====== Exercise materials ======
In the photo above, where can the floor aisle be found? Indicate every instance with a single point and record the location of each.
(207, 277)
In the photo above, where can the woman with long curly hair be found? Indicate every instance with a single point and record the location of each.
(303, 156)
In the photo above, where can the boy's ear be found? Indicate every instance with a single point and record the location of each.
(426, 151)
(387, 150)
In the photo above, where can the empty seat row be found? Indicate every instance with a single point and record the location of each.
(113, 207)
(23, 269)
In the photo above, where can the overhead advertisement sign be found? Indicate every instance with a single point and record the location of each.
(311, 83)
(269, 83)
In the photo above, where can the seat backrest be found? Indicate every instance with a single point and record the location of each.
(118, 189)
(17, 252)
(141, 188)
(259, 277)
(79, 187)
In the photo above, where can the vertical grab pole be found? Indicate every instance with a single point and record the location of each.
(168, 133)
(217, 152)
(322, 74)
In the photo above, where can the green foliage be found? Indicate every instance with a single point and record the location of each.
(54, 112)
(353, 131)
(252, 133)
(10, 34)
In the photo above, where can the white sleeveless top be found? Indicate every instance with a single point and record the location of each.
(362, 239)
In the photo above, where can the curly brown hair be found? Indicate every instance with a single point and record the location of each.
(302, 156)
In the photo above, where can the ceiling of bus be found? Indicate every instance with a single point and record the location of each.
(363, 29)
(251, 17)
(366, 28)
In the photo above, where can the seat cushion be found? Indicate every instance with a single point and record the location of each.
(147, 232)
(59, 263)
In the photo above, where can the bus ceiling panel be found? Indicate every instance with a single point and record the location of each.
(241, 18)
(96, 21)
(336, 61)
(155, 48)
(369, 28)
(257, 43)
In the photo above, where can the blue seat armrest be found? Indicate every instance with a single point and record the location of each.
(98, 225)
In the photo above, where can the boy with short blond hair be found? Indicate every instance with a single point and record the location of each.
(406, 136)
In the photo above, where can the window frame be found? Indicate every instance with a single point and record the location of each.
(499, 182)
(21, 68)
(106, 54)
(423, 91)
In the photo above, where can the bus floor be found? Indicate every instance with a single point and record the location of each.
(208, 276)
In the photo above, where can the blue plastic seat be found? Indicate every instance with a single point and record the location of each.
======
**Description of the task:** Write out all the records above again, exactly as they stand.

**The completed task:**
In the photo above, where can the floor aisle be found? Indicate every instance with a single point and record the location of each.
(207, 277)
In the photo above, where can the woman with long curly hair be found? Indicate every instance with a single point and record the location of each.
(303, 156)
In the photo above, where can the boy's ear be found? Indicate every instance with a single point and record the location of each.
(426, 151)
(387, 150)
In the photo above, where can the empty seat row be found? Indicate every instance with a single point and record the location of each.
(113, 207)
(23, 269)
In the photo above, where can the overhead advertisement sign be found? Indicate every instance with a single point and record the location of each.
(311, 83)
(269, 83)
In the photo above, where can the seat backrest be found? Indicate every instance with a single point and record the location of each.
(118, 189)
(17, 252)
(141, 188)
(259, 277)
(79, 187)
In the photo above, where can the vertical grab pole be found? Indicate every instance with a single point and record the location of each.
(168, 133)
(217, 152)
(322, 74)
In the photo above, where can the green foliage be found? Indicate every instance with a single point and record the location of each.
(54, 112)
(353, 131)
(252, 133)
(10, 34)
In the photo above, where can the white sleeveless top be found? Indicate every instance with a single point and record the location of each.
(362, 239)
In the photo above, where can the curly brown hair be found? Indicate every instance with a single point and record the location of each.
(302, 156)
In the photo above, where can the ceiling of bus be found? Indicate every instance with a single point and record the location of each.
(363, 29)
(251, 17)
(366, 28)
In the photo above, where can the seat cushion be found? Indicate every instance with a single point and record the location of each.
(147, 232)
(59, 263)
In the photo above, where can the bus ceiling panel be found? Indicate every instance with a single point and record the location of each.
(241, 18)
(96, 21)
(336, 61)
(155, 48)
(369, 28)
(257, 43)
In the photo above, where can the blue seat armrest be found? Indicate every instance with a single point and record the location of each.
(98, 225)
In the photo above, where can the boy with short blond hair be found? Indicate every instance with a single point and record the location of each.
(406, 136)
In the photo above, where can the window frame be found? Indicate every instance with a single point and record the location of each.
(499, 182)
(21, 68)
(106, 54)
(423, 91)
In the photo above, where can the bus floor be found? Indicate every instance with a single point and record the location of each.
(208, 276)
In the photo above, where can the blue plastic seat be found? Indicate every instance with a single point and record the location of each.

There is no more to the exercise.